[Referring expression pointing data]
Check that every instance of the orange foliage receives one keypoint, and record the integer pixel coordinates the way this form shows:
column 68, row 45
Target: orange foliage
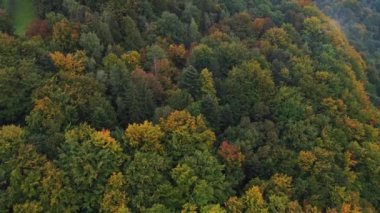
column 38, row 28
column 306, row 160
column 74, row 63
column 66, row 34
column 145, row 136
column 230, row 153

■ Directions for this task ■
Without any pictures, retype the records above exactly.

■ Exercise output ■
Check that every instance of the orange foliage receives one keypoint, and record the integer pixel coordinates the way this form shows:
column 68, row 45
Target: orange foliage
column 38, row 28
column 306, row 160
column 74, row 63
column 66, row 34
column 145, row 136
column 230, row 153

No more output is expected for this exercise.